Exercise aim:
Can you write out the whole listing exactly?

Material provided:

Segment Open

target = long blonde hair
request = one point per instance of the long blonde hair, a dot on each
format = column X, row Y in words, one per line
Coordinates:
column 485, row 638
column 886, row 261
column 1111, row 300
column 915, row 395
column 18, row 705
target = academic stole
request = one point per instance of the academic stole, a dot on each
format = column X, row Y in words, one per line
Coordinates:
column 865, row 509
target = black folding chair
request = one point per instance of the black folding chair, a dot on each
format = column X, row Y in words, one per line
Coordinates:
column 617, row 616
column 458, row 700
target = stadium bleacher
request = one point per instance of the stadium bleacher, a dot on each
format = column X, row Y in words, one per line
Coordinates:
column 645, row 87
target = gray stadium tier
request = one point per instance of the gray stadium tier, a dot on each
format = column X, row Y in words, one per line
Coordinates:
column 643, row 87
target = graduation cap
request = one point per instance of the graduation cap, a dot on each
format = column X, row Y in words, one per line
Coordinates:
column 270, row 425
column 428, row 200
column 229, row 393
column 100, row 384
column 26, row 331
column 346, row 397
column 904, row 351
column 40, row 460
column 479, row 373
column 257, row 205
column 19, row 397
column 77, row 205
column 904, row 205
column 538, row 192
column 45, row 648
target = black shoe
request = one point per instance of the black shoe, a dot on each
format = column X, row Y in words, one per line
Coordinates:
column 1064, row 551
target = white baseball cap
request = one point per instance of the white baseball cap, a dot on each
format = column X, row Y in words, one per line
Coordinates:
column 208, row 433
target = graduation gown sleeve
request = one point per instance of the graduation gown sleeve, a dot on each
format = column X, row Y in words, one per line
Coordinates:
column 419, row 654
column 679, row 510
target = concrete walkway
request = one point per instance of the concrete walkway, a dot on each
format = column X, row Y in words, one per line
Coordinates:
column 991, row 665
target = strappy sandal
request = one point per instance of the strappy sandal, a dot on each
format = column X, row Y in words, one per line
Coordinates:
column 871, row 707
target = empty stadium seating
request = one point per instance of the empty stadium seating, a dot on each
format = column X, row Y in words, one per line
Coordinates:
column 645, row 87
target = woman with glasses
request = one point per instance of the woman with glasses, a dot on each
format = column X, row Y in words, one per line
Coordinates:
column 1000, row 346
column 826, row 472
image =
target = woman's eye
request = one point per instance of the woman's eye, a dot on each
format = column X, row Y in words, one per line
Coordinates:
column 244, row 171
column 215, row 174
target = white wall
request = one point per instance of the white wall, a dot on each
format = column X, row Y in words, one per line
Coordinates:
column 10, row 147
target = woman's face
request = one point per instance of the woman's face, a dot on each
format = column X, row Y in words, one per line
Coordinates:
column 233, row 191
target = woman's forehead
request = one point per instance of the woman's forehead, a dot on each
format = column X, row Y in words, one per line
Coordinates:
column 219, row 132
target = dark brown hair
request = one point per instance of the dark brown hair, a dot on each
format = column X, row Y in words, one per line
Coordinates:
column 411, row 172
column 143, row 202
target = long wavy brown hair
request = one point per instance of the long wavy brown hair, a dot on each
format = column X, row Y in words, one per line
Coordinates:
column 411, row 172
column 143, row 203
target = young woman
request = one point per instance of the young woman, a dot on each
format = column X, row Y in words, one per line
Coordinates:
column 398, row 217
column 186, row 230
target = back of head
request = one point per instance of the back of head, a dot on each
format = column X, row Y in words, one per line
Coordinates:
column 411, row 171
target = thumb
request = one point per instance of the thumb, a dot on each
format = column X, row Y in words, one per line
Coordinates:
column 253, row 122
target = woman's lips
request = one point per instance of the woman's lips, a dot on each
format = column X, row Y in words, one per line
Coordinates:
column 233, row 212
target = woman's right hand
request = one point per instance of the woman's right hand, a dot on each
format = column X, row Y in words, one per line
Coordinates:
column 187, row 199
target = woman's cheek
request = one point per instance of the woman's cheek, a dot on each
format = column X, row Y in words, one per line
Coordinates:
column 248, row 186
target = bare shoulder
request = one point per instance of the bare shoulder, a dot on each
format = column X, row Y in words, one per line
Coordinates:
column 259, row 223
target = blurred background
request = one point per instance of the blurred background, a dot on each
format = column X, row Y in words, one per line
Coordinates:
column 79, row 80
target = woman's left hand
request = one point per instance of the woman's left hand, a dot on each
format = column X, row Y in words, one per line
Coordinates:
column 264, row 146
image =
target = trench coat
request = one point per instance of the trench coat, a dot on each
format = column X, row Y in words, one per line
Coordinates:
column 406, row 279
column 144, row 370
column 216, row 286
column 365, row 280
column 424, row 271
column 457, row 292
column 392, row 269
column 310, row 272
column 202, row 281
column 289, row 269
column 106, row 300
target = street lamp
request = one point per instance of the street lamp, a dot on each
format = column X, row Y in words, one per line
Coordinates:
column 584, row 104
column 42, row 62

Segment Closed

Solved problem:
target = long blonde hair
request = one point per instance of the long blonde hair, a dot on each
format = column X, row Y in words, one per line
Coordinates:
column 485, row 638
column 886, row 261
column 1111, row 300
column 915, row 395
column 18, row 705
target = academic stole
request = one point per instance of the academic stole, a dot on each
format = column X, row Y in words, one per line
Coordinates:
column 865, row 509
target = black folding chair
request = one point per instance of the black folding chair, a dot on each
format = column X, row Y in words, one per line
Coordinates:
column 617, row 616
column 458, row 700
target = stadium bleacher
request = one point per instance of the stadium bleacher, a dot on each
format = column X, row Y in words, one per line
Coordinates:
column 645, row 87
target = gray stadium tier
request = one point per instance of the gray stadium tier, a dot on each
format = column X, row Y in words, one per line
Coordinates:
column 643, row 87
target = graduation cap
request = one point per instance of the graduation cap, a dot on each
format = column X, row Y in words, one per line
Coordinates:
column 270, row 425
column 428, row 200
column 229, row 393
column 100, row 384
column 26, row 331
column 346, row 397
column 904, row 351
column 40, row 460
column 479, row 373
column 257, row 205
column 19, row 397
column 77, row 205
column 904, row 205
column 538, row 192
column 45, row 648
target = black shoe
request = one point per instance of the black shoe, a dot on each
format = column X, row Y in words, one per line
Coordinates:
column 1064, row 551
target = white baseball cap
request = one point per instance of the white baseball cap, a dot on each
format = column X, row Y in words, one per line
Coordinates:
column 208, row 433
target = graduation gown sleeve
request = one point per instance of the graduation gown sleeve, a dot on each
format = column X, row Y in words, one per line
Coordinates:
column 419, row 654
column 679, row 510
target = concrete walkway
request = one point per instance of the concrete walkway, a dot on each
format = column X, row Y in words, one per line
Coordinates:
column 991, row 665
target = strappy sandal
request = one point per instance of the strappy sandal, a dot on each
format = column X, row Y in words, one per line
Coordinates:
column 871, row 707
target = empty stadium seating
request = one point per instance of the empty stadium seating, a dot on each
format = column X, row Y in words, one per line
Coordinates:
column 645, row 87
target = woman with glasses
request = one point per instance of the woman with glasses, a dot on each
format = column X, row Y in words, one per line
Coordinates:
column 1000, row 346
column 826, row 472
image =
target = woman's eye
request = one point per instance of the woman's eye, a dot on each
format = column X, row Y in words, one per line
Coordinates:
column 244, row 171
column 215, row 174
target = white wall
request = one point per instance of the white wall, a dot on each
format = column X, row Y in words, one per line
Coordinates:
column 10, row 147
target = woman's face
request = one point per instance of the woman's face, a dot on each
format = column X, row Y in words, one per line
Coordinates:
column 233, row 191
target = woman's forehead
request = one point per instance of the woman's forehead, a dot on each
format = column X, row Y in words, one per line
Coordinates:
column 219, row 132
target = dark brown hair
request = one point per instance of the dark brown hair, a dot on each
format = column X, row Y in words, one per line
Coordinates:
column 411, row 172
column 143, row 202
target = long wavy brown hair
request = one point per instance of the long wavy brown hair, a dot on each
format = column X, row Y in words, one per line
Coordinates:
column 411, row 172
column 143, row 203
target = young woman
request = one point per instance of the young woman, a dot on each
format = column X, row Y in words, one per line
Coordinates:
column 398, row 217
column 186, row 230
target = back of head
request = one point per instance of the back of head, a dot on each
format = column X, row Y in words, one per line
Coordinates:
column 411, row 171
target = thumb
request = one point per instance of the thumb, a dot on each
format = column X, row Y in words, one per line
Coordinates:
column 253, row 122
target = woman's lips
request = one point per instance of the woman's lips, a dot on each
format = column X, row Y in words, one per line
Coordinates:
column 233, row 212
target = woman's right hand
request = one point per instance of the woman's right hand, a dot on each
format = column X, row Y in words, one per line
Coordinates:
column 187, row 199
target = woman's cheek
request = one point per instance of the woman's cheek, a dot on each
format = column X, row Y in words, one per line
Coordinates:
column 248, row 186
target = bare shoulder
request = one point per instance of the bare shoulder, a dot on each
format = column X, row Y in words, one per line
Coordinates:
column 259, row 223
target = blurred background
request = one point per instance of the blurred background, a dot on each
format = column X, row Y in words, one per line
Coordinates:
column 79, row 80
target = woman's left hand
request = one point per instance of the woman's left hand, a dot on each
format = column X, row Y in words, one per line
Coordinates:
column 264, row 146
image =
target = trench coat
request = one point per instance of the trench coat, a dot on each
format = column X, row Y in words, one per line
Coordinates:
column 406, row 279
column 144, row 370
column 216, row 286
column 365, row 280
column 424, row 271
column 457, row 292
column 392, row 269
column 310, row 272
column 202, row 281
column 289, row 269
column 106, row 300
target = street lamp
request = one point per instance of the street lamp, a dot on each
format = column X, row Y in words, one per line
Coordinates:
column 584, row 104
column 42, row 62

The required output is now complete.